EXCERPTED TEXT ::
_ _ _ _ _

Why do you think that is?

I don't know for sure—but I'm guessing if I was this pretty boy, poster child-type of guy, it might be different. But because I was a sex worker, I portray a negative image on the gay community, which I think is ridiculous. I mean, let's get real, people. I don't judge the straight community on women prostitutes. So...

Why did you decide to go to the media, as opposed to other routes?The more I read about what Ted Haggard had been saying against gay marriage—we had two initiatives on the ballot in Colorado—it just needed to come out. This needed to be exposed... this man who is preaching and actively campaigning against gay marriage can't even abide by his own vows, and I was getting really upset.Do you buy into the belief that you helped sway the general elections—not just in Colorado, but also around the country?

The thousands of phone calls and emails I got buy into it. That was the last thing on my mind, but people were saying, "Thanks, Mike, for giving the elections to the Democrats." Even Karl Rove made a mention of it. But I wasn't thinking on a national level at all.

One of the main themes of the book is the evil of hypocrisy. Do you solely blame Ted Haggard and his dishonesty, or is a larger culture of suppression more at fault?

It's the larger picture. What I want people to get out of this book is that this is about much more than Ted Haggard. This is about how religion deals with homosexuality. The bottom line is they don't deal with it. They want to keep it quiet and sweep it under the rug. And you know what? This is why we have people like Ted Haggard who have guilt and shame, and have to sneak around. What I really hope is that people start talking about it. Do we really need to keep going through this every few years, where someone gets caught? It's just stupid. Harper's magazine said this man had more political sway in [the evangelical] movement than anybody, and Ted Haggard himself said that the way evangelicals vote is the way elections go. My god, if he has that much power, and the evangelical church has that much power, and yet they can't even deal with an issue of homosexuality? It's frightening. And at New Life Church, they don't pass around collection plates, they pass around buckets. You know what I'm saying? These people are collecting a huge amount of money. There are so many people who fall into this like sheep, and whoever they're told to vote for, that's whom they vote for.

Have you visited New Life Church?

_ _ _ _ _

Dataset records:
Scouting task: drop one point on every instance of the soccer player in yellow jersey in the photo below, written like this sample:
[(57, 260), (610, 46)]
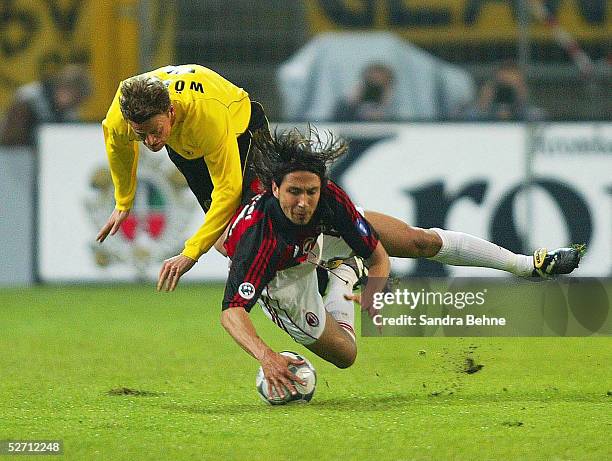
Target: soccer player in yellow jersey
[(205, 122)]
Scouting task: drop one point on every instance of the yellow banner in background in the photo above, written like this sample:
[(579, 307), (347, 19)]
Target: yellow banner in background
[(38, 36), (440, 21)]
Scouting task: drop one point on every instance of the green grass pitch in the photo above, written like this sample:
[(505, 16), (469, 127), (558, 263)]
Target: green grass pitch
[(63, 349)]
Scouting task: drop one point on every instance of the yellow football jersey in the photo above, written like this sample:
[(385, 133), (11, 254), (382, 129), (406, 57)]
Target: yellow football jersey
[(211, 113)]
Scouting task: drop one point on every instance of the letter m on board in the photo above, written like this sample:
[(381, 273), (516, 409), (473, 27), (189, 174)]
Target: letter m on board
[(196, 86)]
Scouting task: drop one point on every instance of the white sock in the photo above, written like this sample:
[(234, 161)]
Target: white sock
[(342, 310), (459, 249)]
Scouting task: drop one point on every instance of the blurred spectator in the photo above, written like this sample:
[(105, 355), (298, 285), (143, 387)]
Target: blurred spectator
[(54, 99), (505, 98), (372, 97), (324, 71)]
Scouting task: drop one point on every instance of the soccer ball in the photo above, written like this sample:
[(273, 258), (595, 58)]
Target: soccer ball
[(304, 393)]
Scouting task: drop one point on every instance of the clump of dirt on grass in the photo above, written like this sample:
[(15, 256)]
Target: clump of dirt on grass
[(512, 423), (135, 392), (471, 367)]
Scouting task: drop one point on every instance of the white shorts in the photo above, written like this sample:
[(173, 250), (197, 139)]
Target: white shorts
[(292, 300)]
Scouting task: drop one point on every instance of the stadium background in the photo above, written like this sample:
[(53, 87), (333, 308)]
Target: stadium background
[(440, 171)]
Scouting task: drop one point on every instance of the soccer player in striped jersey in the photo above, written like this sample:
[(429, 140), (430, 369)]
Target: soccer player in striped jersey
[(206, 124), (275, 242)]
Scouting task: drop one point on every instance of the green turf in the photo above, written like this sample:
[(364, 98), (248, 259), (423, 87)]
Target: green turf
[(62, 349)]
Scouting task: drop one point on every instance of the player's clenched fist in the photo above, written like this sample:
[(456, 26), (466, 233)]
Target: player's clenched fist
[(172, 270)]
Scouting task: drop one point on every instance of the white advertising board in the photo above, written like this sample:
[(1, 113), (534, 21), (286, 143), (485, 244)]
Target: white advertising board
[(75, 199), (472, 178)]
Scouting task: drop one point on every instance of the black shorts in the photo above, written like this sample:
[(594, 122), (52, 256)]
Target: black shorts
[(196, 172)]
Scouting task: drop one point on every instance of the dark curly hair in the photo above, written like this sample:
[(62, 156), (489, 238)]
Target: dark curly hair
[(284, 152), (143, 97)]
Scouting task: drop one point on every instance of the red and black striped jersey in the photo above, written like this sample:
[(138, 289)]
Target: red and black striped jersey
[(262, 241)]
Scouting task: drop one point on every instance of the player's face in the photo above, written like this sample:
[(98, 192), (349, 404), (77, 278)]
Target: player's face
[(298, 195), (154, 132)]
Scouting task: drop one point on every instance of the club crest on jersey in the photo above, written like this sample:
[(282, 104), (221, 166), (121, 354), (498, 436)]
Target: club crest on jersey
[(312, 319), (362, 227), (246, 290)]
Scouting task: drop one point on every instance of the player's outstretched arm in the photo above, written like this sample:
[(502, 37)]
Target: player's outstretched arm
[(237, 323), (112, 225)]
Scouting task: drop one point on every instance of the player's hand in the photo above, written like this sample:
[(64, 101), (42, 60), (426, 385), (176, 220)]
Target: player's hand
[(112, 225), (172, 270), (275, 368), (356, 297)]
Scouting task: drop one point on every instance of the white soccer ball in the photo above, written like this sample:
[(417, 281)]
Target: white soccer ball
[(304, 393)]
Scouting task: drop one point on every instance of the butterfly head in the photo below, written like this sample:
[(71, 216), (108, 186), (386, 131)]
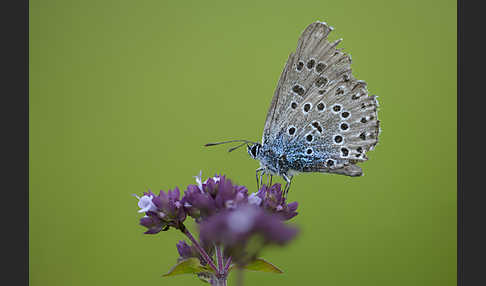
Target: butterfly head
[(254, 149)]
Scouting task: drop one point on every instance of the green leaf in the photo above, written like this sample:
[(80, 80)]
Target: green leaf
[(262, 265), (186, 266)]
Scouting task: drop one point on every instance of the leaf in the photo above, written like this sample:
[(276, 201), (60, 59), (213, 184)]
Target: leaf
[(262, 265), (189, 265)]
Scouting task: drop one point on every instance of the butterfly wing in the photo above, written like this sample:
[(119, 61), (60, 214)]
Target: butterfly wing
[(320, 113)]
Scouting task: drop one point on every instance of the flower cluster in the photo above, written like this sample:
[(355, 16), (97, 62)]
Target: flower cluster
[(162, 211), (234, 226), (273, 200)]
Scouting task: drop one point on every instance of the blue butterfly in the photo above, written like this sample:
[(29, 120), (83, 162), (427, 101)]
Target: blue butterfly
[(321, 118)]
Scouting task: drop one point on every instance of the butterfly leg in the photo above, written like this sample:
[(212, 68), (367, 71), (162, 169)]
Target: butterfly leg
[(258, 177), (287, 186)]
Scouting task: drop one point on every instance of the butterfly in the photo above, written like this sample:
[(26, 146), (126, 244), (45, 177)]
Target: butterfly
[(321, 118)]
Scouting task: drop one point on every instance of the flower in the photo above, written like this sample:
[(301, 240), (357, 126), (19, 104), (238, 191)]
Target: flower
[(245, 231), (187, 251), (153, 223), (215, 194), (272, 199), (145, 203), (162, 211)]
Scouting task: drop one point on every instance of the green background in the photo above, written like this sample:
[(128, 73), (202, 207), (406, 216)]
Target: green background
[(123, 94)]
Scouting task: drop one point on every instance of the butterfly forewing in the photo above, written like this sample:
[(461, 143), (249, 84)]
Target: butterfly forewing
[(320, 113)]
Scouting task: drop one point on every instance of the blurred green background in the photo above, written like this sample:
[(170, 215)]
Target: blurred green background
[(123, 94)]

_ _ _ _ _

EXERCISE REQUIREMENTS :: Continue the interview about Ted Haggard and New Life Church from where the excerpted text stops.

SOLVED PROBLEM ::
When I decided to write the book, I wanted to see what it was all about—I wanted to see the church Ted built. When I went down there, I didn't notify the press, because that would have been a circus. But I did notify the pastor that I was coming. I went alone, and I have to tell you, the experience was one I'll never forget. When I walked in the door, you'd have thought I was Moses parting the sea. You know what a big church is like—it's like a city within a city. They all got on their walkie-talkies and were like, "He's here, he's here," and everyone was pointing, and I was pretending like I wasn't paying attention, but I was. Lots of them came up to me to shake my hand, and every one of them said, "Thanks for exposing the deception we've experienced all these years." So, they were kind to me. The temporary head pastor there came up and said, "Mike, we believe God used you to expose Ted Haggard."

How did you take that?

Whatever. I just said, "I don't care who pointed me in that direction, I just did what I thought was the moral thing to do."

What do you make of Haggard's three-week "cure"?

The word "cure" makes me want to vomit.

I guess you couldn't see my air quotes.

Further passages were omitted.